[Records]
--*--

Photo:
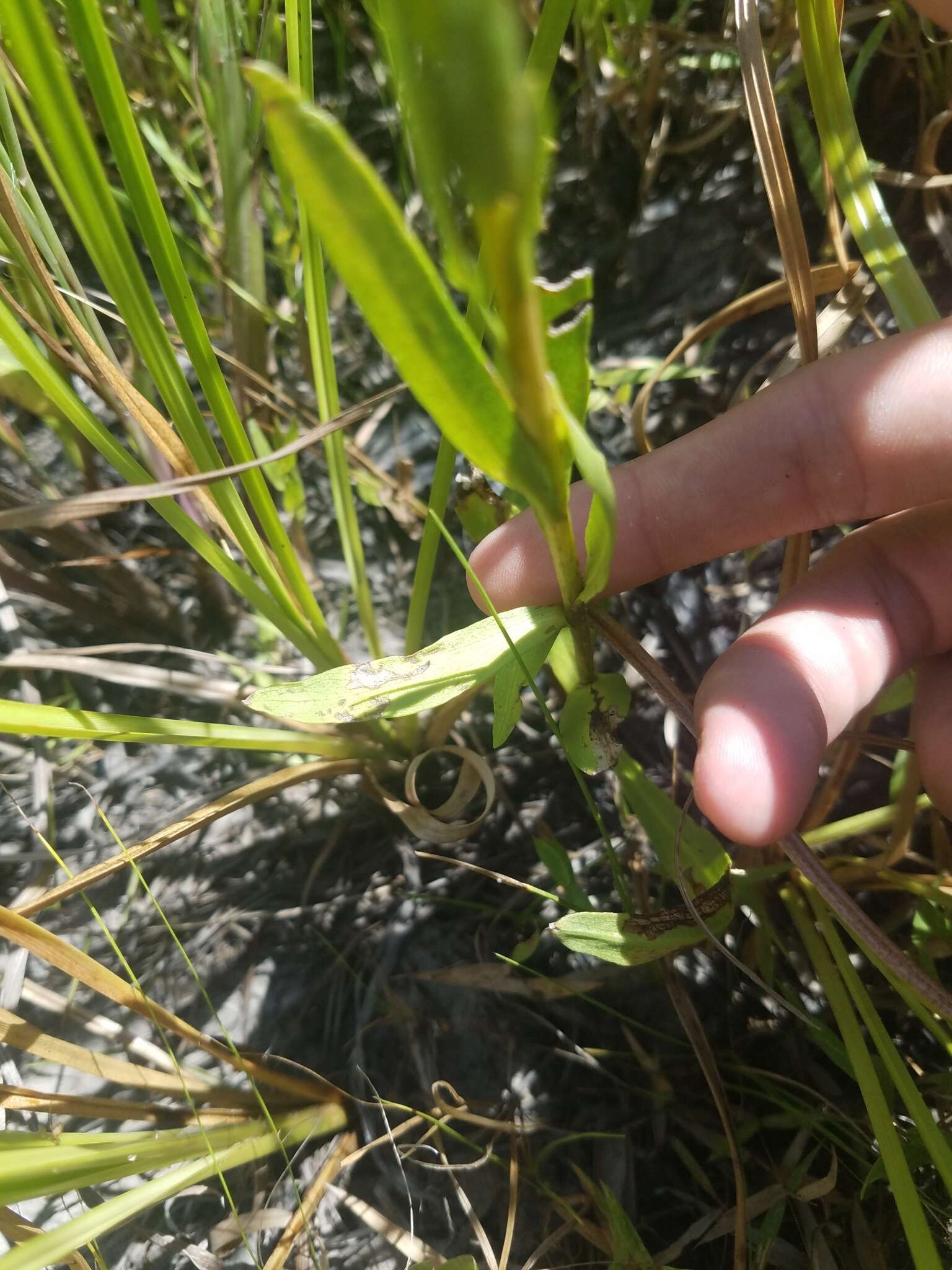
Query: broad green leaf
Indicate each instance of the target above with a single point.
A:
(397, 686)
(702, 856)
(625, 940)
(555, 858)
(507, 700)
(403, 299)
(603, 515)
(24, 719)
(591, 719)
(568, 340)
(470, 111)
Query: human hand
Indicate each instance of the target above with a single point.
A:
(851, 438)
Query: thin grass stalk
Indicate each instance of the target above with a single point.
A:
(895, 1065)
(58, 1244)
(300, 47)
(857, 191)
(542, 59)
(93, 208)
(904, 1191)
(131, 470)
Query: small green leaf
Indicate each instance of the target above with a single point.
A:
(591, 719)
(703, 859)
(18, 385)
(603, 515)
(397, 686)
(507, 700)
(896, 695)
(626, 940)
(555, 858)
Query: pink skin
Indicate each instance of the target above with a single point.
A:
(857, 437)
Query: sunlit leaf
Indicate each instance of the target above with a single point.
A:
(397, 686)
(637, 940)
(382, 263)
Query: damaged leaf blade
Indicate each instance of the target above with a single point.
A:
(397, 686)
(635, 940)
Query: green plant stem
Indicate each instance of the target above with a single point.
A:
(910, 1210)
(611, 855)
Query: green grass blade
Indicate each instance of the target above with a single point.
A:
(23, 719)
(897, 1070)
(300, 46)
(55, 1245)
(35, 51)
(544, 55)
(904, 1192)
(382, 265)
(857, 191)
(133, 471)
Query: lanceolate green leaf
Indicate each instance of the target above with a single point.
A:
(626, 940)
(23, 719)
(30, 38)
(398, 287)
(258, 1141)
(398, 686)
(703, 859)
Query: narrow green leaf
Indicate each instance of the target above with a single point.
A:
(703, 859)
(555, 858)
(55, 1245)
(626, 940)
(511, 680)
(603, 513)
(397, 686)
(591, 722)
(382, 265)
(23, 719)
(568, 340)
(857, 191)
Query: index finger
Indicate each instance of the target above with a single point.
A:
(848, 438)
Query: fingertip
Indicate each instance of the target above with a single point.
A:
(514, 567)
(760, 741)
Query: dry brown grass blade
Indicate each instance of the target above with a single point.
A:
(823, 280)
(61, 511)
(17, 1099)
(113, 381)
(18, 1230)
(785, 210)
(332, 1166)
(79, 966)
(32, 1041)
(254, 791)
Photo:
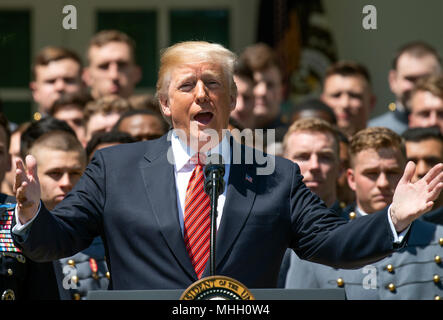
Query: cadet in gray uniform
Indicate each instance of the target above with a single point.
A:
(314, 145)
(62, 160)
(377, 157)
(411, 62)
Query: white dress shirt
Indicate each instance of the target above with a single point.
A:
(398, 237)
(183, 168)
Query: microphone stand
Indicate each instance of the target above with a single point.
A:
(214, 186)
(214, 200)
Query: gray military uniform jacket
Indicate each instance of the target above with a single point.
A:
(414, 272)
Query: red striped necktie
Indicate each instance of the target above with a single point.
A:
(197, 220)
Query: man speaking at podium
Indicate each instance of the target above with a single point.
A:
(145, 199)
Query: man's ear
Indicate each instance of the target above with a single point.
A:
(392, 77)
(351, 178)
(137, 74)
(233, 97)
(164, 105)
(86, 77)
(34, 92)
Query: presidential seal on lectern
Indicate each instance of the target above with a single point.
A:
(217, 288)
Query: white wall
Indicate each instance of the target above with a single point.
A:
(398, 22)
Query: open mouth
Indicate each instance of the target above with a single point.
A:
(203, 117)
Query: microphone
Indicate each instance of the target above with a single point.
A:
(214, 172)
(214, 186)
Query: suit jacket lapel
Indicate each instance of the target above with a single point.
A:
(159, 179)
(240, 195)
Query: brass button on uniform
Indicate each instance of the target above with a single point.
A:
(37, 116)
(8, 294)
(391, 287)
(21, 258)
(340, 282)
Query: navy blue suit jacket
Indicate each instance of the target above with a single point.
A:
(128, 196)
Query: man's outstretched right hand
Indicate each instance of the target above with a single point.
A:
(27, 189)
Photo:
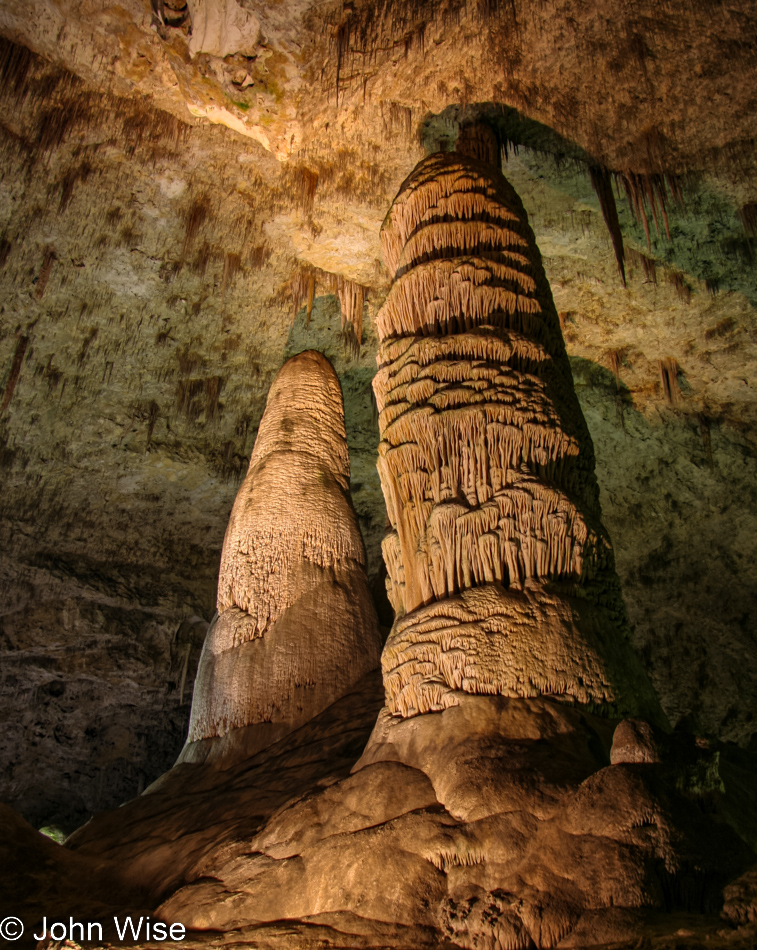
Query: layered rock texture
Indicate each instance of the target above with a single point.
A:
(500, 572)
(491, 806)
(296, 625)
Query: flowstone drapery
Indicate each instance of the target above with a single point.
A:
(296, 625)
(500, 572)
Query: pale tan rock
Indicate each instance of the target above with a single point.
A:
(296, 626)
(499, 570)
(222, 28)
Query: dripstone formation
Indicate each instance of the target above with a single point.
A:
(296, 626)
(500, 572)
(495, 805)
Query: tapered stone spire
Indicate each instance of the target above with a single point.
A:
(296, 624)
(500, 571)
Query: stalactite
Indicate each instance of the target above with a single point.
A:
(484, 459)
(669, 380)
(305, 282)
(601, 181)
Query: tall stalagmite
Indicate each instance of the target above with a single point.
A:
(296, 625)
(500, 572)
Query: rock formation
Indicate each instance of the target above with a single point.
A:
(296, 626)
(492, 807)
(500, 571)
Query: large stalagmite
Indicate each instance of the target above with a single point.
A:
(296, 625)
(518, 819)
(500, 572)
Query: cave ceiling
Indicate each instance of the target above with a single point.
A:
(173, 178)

--*--

Set problem :: Lay out every line of the records above as a Markdown table with two columns, Row for the row number and Line for the line itself, skipping blank lines. Leave the pictures out of the table.

Exercise response ::
| Row | Line |
|---|---|
| 1 | Photo: |
| 2 | Query: broad green leaf |
| 3 | Indicate each instance of the target above with a single point. |
| 4 | A: |
| 5 | (397, 686) |
| 6 | (702, 856) |
| 7 | (625, 940) |
| 8 | (555, 858) |
| 9 | (507, 700) |
| 10 | (403, 299) |
| 11 | (603, 515) |
| 12 | (24, 719) |
| 13 | (591, 719) |
| 14 | (568, 340) |
| 15 | (470, 111) |
| 16 | Query: human hand |
| 17 | Indicate each instance of the target above with a single point. |
| 18 | A: |
| 19 | (851, 438) |
| 20 | Query: thin grass stalk |
| 21 | Indicate each instance of the target above with a single point. |
| 22 | A: |
| 23 | (895, 1065) |
| 24 | (58, 1244) |
| 25 | (300, 47) |
| 26 | (857, 191) |
| 27 | (542, 59) |
| 28 | (93, 208) |
| 29 | (904, 1191) |
| 30 | (131, 470) |
| 31 | Query: small green leaf |
| 32 | Indicate each instance of the target above with a single point. |
| 33 | A: |
| 34 | (591, 719) |
| 35 | (703, 859) |
| 36 | (18, 385) |
| 37 | (603, 515) |
| 38 | (397, 686) |
| 39 | (507, 700) |
| 40 | (896, 695) |
| 41 | (626, 940) |
| 42 | (555, 858) |
| 43 | Query: pink skin |
| 44 | Indicate each instance of the target above with a single point. |
| 45 | A: |
| 46 | (857, 437) |
| 47 | Query: sunlit leaf |
| 48 | Indicate each instance of the target above with a single point. |
| 49 | A: |
| 50 | (397, 686) |
| 51 | (637, 940) |
| 52 | (382, 263) |
| 53 | Query: damaged leaf blade |
| 54 | Indicate each instance of the target above with a single point. |
| 55 | A: |
| 56 | (397, 686) |
| 57 | (635, 940) |
| 58 | Query: green plant stem |
| 59 | Indicate each instance of the target above with a single point. |
| 60 | A: |
| 61 | (910, 1210) |
| 62 | (611, 855) |
| 63 | Query: green grass blade |
| 64 | Indicate each instance of the target above with a single point. |
| 65 | A: |
| 66 | (23, 719) |
| 67 | (897, 1070) |
| 68 | (300, 46) |
| 69 | (55, 1245) |
| 70 | (35, 51) |
| 71 | (544, 55) |
| 72 | (904, 1192) |
| 73 | (382, 265) |
| 74 | (857, 191) |
| 75 | (133, 471) |
| 76 | Query: lanceolate green leaf |
| 77 | Indicate each instance of the target above with a single point. |
| 78 | A: |
| 79 | (626, 940) |
| 80 | (23, 719) |
| 81 | (30, 38) |
| 82 | (398, 287) |
| 83 | (258, 1141) |
| 84 | (398, 686) |
| 85 | (703, 859) |
| 86 | Query: narrow green leaf |
| 87 | Indicate each instance of the target above with a single point. |
| 88 | A: |
| 89 | (703, 859) |
| 90 | (555, 858) |
| 91 | (55, 1245) |
| 92 | (626, 940) |
| 93 | (511, 680) |
| 94 | (603, 513) |
| 95 | (397, 686) |
| 96 | (591, 722) |
| 97 | (382, 265) |
| 98 | (23, 719) |
| 99 | (568, 340) |
| 100 | (857, 191) |
| 101 | Query: index finger |
| 102 | Indicate each instance of the target above with a single point. |
| 103 | A: |
| 104 | (848, 438) |
| 105 | Query: fingertip |
| 106 | Indicate each instance of the target above with a single point. |
| 107 | A: |
| 108 | (514, 567) |
| 109 | (760, 741) |
| 110 | Query: dry brown grass blade |
| 111 | Indicate each instance of the target above with a single point. |
| 112 | A: |
| 113 | (823, 280) |
| 114 | (61, 511) |
| 115 | (17, 1099) |
| 116 | (113, 381) |
| 117 | (18, 1230) |
| 118 | (785, 210) |
| 119 | (332, 1166) |
| 120 | (79, 966) |
| 121 | (32, 1041) |
| 122 | (254, 791) |
| 123 | Photo: |
| 124 | Query: cadet in gray uniform |
| 125 | Indicate each instance of the target above with a single point. |
| 126 | A: |
| 127 | (314, 145) |
| 128 | (62, 160) |
| 129 | (377, 157) |
| 130 | (411, 62) |
| 131 | Query: white dress shirt |
| 132 | Indicate each instance of the target above with a single point. |
| 133 | A: |
| 134 | (398, 237) |
| 135 | (183, 168) |
| 136 | Query: microphone stand |
| 137 | Indicate each instance of the target above with a single point. |
| 138 | A: |
| 139 | (214, 186) |
| 140 | (214, 200) |
| 141 | Query: gray military uniform jacket |
| 142 | Indicate each instance of the target above with a single point. |
| 143 | A: |
| 144 | (414, 272) |
| 145 | Query: red striped necktie |
| 146 | Indicate each instance of the target above with a single point. |
| 147 | A: |
| 148 | (197, 220) |
| 149 | Query: man speaking at podium |
| 150 | Indicate each instance of the target above with a single point. |
| 151 | A: |
| 152 | (145, 199) |
| 153 | Query: man's ear |
| 154 | Indicate each instance of the target above with a single point. |
| 155 | A: |
| 156 | (392, 77) |
| 157 | (351, 178) |
| 158 | (137, 74) |
| 159 | (233, 97) |
| 160 | (164, 105) |
| 161 | (86, 77) |
| 162 | (34, 92) |
| 163 | Query: presidential seal on lectern |
| 164 | Indicate each instance of the target above with a single point. |
| 165 | A: |
| 166 | (217, 288) |
| 167 | Query: white wall |
| 168 | Indicate each instance of the target above with a single point. |
| 169 | A: |
| 170 | (398, 22) |
| 171 | Query: open mouth |
| 172 | Indicate each instance of the target above with a single point. |
| 173 | A: |
| 174 | (203, 117) |
| 175 | Query: microphone |
| 176 | Indicate each instance of the target above with a single point. |
| 177 | A: |
| 178 | (214, 172) |
| 179 | (214, 186) |
| 180 | Query: suit jacket lapel |
| 181 | Indicate each instance of the target above with a single point. |
| 182 | A: |
| 183 | (159, 179) |
| 184 | (240, 195) |
| 185 | Query: brass button on uniform |
| 186 | Indicate each instance of the target above with a single point. |
| 187 | A: |
| 188 | (37, 116) |
| 189 | (8, 294) |
| 190 | (391, 287) |
| 191 | (21, 258) |
| 192 | (340, 282) |
| 193 | Query: navy blue suit jacket |
| 194 | Indicate each instance of the target above with a single point. |
| 195 | A: |
| 196 | (128, 196) |
| 197 | Query: man's outstretched right hand |
| 198 | Indicate each instance of the target above with a single point. |
| 199 | A: |
| 200 | (27, 189) |
| 201 | Photo: |
| 202 | Query: layered rock texture |
| 203 | Indicate each instance of the target above with a single point. |
| 204 | A: |
| 205 | (500, 572) |
| 206 | (491, 806) |
| 207 | (296, 625) |
| 208 | Query: flowstone drapery |
| 209 | Indicate each instance of the target above with a single point. |
| 210 | A: |
| 211 | (296, 625) |
| 212 | (500, 572) |
| 213 | Query: pale tan rock |
| 214 | Indicate each instance of the target above with a single point. |
| 215 | A: |
| 216 | (296, 626) |
| 217 | (499, 570) |
| 218 | (222, 28) |
| 219 | Query: dripstone formation |
| 220 | Indicate each instance of the target above with a single point. |
| 221 | A: |
| 222 | (296, 626) |
| 223 | (500, 572) |
| 224 | (495, 805) |
| 225 | Query: tapered stone spire |
| 226 | Indicate each instance of the target above with a single point. |
| 227 | A: |
| 228 | (296, 624) |
| 229 | (500, 571) |
| 230 | Query: stalactite |
| 231 | Indicate each instance of the target above with a single point. |
| 232 | A: |
| 233 | (484, 459) |
| 234 | (669, 380) |
| 235 | (305, 282) |
| 236 | (601, 181) |
| 237 | Query: tall stalagmite |
| 238 | Indicate each instance of the target above with a single point. |
| 239 | A: |
| 240 | (296, 625) |
| 241 | (500, 572) |
| 242 | Query: rock formation |
| 243 | Indicate each instance of the target above with a single point. |
| 244 | A: |
| 245 | (296, 626) |
| 246 | (492, 807) |
| 247 | (500, 571) |
| 248 | Query: large stalagmite |
| 249 | Indicate each instance of the target above with a single point. |
| 250 | A: |
| 251 | (296, 625) |
| 252 | (518, 819) |
| 253 | (500, 572) |
| 254 | Query: cave ceiling |
| 255 | Indicate each instance of the target above with a single point. |
| 256 | A: |
| 257 | (173, 178) |